EXTRAIT DU DOCUMENT »

Voilà plus de dix ans que l'on négocie sur les institutions, que l'on a d'ailleurs abusivement confondues avec l'Europe politique. Les institutions ne sont qu'un instrument – certes important – au service des politiques européennes et du projet européen.
Le traité respecte le mandat donné par le Conseil européen de juin 2007, celui d'un traité minimal. Nous avons donc satisfaction sur ce point, même si nous aurions, bien sûr, apprécié plus d'ambition sur la question sociale et sur la gouvernance économique de l'Union. Je ne reviens pas sur ce que Jean-Marc Ayrault et Pierre Moscovici ont dit à ce sujet.
Mais malgré ses insuffisances et ses imperfections, ce traité modificatif doit être approuvé, car il permettra à l'Europe de mieux fonctionner en se dotant notamment d'une présidence stable et d'un responsable unique pour la politique étrangère, la défense et l'aide au développement. La charte des droits fondamentaux, avancée remarquable obtenue sous présidence française en 2000, devient obligatoire pour tous les pays sauf le Danemark et le Royaume-Uni. Une base juridique existe enfin pour une directive sur les services publics – encore faudra-t-il la proposer. Les décisions seront rendues plus faciles grâce à la règle de la double majorité et l'extension du champ des décisions prises à la majorité. Enfin, des pouvoirs nouveaux sont attribués au Parlement européen ainsi qu'aux parlements nationaux.
Par ailleurs, le projet de loi de révision constitutionnelle est un préalable nécessaire à la ratification. Il ne faut donc pas faire obstacle à son adoption.
C'est en effet un impératif juridique rendu incontournable par la décision du Conseil constitutionnel du 20 décembre 2007.
Il est en outre naturel de supprimer de la Constitution les références au TCE, désormais caduques, et de procéder aux révisions nécessaires, déjà énumérées par Mme la garde des sceaux.

CONSIGNE 1 » D'après l'extrait du document, quels pays échappent au caractère obligatoire de la charte des droits fondamentaux ?

MATÉRIEL FOURNI »
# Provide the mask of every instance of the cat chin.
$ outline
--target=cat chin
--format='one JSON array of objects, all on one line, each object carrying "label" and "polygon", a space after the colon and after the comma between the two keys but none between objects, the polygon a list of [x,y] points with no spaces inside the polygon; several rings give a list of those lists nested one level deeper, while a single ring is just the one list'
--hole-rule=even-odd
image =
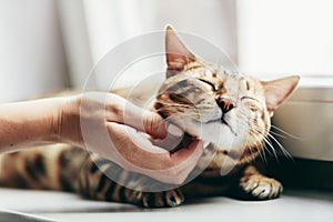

CONSIGNE 2 » Présentez toutes les lignes du matériel fourni sous forme de liste numérotée, sans les lignes vides. N'incluez pas les images dans la réponse.

RÉSULTAT 1 » Le Danemark et le Royaume-Uni.

RÉSULTAT 2 »
1. # Provide the mask of every instance of the cat chin.
2. $ outline
3. --target=cat chin
4. --format='one JSON array of objects, all on one line, each object carrying "label" and "polygon", a space after the colon and after the comma between the two keys but none between objects, the polygon a list of [x,y] points with no spaces inside the polygon; several rings give a list of those lists nested one level deeper, while a single ring is just the one list'
5. --hole-rule=even-odd
6. image =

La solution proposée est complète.